Entries supplied —
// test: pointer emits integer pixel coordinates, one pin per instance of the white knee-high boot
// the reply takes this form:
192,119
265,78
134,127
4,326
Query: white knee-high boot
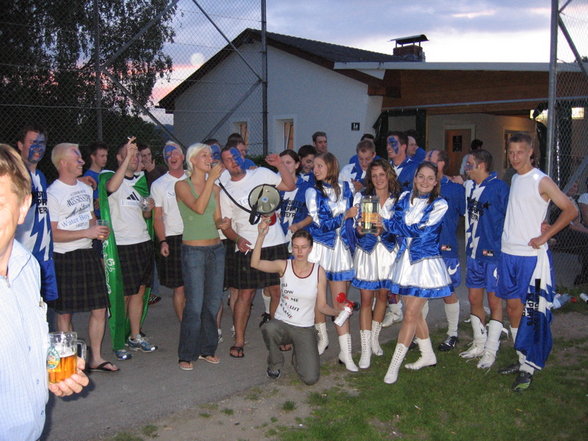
392,373
427,357
376,329
345,352
366,348
477,347
492,344
323,337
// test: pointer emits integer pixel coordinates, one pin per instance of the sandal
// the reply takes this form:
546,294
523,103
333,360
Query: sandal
236,352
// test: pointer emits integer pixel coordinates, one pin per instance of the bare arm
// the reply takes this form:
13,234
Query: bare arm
321,297
549,190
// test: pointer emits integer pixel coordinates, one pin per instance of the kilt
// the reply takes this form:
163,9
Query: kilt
230,262
170,268
245,277
80,281
136,265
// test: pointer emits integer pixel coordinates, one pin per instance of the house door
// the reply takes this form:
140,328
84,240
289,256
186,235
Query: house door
457,145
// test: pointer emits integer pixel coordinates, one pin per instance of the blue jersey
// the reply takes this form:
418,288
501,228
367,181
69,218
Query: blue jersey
454,194
485,211
35,235
405,173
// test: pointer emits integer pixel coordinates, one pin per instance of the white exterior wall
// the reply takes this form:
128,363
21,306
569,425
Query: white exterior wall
313,97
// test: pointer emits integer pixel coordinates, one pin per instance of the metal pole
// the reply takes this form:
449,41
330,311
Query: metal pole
97,73
264,76
551,120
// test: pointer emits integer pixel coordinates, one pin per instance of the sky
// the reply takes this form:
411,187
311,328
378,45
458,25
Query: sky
458,30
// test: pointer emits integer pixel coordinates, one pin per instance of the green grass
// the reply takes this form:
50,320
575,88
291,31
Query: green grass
455,401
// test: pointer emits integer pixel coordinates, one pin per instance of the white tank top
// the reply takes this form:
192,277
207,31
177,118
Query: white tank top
525,212
297,297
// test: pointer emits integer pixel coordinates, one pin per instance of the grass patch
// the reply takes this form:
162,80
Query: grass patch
288,406
454,401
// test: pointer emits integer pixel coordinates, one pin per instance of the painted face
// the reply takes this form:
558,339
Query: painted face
379,178
365,159
289,163
301,248
425,180
320,169
307,164
321,144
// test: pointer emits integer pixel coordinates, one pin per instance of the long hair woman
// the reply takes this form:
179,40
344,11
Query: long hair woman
328,203
419,273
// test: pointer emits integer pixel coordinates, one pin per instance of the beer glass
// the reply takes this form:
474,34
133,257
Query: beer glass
62,355
369,214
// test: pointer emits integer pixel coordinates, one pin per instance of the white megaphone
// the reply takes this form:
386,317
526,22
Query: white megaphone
264,200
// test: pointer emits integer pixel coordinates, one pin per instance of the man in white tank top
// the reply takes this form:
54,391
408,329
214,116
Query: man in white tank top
524,255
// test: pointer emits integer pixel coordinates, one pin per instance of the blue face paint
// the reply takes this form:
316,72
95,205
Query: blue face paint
167,152
392,141
37,149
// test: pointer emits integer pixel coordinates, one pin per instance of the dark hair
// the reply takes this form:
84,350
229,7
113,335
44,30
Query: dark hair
402,139
303,233
393,185
484,156
436,189
306,150
476,144
366,145
315,135
332,173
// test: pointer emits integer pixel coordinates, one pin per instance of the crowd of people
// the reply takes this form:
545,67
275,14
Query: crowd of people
102,240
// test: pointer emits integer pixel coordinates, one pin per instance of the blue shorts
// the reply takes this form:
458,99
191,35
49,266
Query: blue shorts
515,274
481,274
454,270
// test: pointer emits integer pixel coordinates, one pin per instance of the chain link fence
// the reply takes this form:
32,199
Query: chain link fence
97,69
570,146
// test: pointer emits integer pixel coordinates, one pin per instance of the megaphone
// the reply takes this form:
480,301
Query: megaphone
263,200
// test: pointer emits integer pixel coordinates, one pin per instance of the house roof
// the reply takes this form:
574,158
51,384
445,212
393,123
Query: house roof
324,54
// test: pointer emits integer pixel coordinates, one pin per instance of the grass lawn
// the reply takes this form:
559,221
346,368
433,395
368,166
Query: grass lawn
457,401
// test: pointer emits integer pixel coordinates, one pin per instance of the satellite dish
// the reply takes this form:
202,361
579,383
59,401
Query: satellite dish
263,200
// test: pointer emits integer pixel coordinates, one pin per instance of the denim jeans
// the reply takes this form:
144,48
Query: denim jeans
203,272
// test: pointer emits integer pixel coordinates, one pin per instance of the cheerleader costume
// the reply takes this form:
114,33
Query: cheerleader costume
331,248
419,269
374,255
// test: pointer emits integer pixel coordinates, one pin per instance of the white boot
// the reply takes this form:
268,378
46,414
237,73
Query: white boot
345,353
393,314
376,348
366,348
323,337
477,347
392,373
492,345
427,357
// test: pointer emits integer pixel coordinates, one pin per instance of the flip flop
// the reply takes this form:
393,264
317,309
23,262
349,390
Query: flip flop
238,350
102,368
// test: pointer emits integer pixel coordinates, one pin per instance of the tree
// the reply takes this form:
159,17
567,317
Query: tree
47,67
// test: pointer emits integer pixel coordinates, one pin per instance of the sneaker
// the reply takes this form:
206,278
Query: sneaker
510,369
449,343
140,344
274,375
522,382
123,354
153,299
265,317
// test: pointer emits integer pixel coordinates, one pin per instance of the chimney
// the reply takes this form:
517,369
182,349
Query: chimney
409,48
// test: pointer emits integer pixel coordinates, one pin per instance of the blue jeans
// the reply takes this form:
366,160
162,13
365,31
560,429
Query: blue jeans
203,269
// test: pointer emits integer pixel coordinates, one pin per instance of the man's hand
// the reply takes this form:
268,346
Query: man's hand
73,384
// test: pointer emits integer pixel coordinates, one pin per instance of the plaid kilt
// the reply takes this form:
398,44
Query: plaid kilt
136,265
80,281
245,277
170,268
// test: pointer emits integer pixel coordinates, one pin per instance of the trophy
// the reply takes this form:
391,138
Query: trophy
369,214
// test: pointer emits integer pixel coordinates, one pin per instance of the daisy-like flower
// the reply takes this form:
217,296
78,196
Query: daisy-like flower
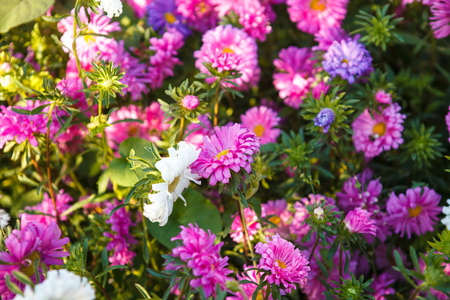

Given problem — How many lines above contain the string "people"? Reply with the number alone.

Answer in full — 2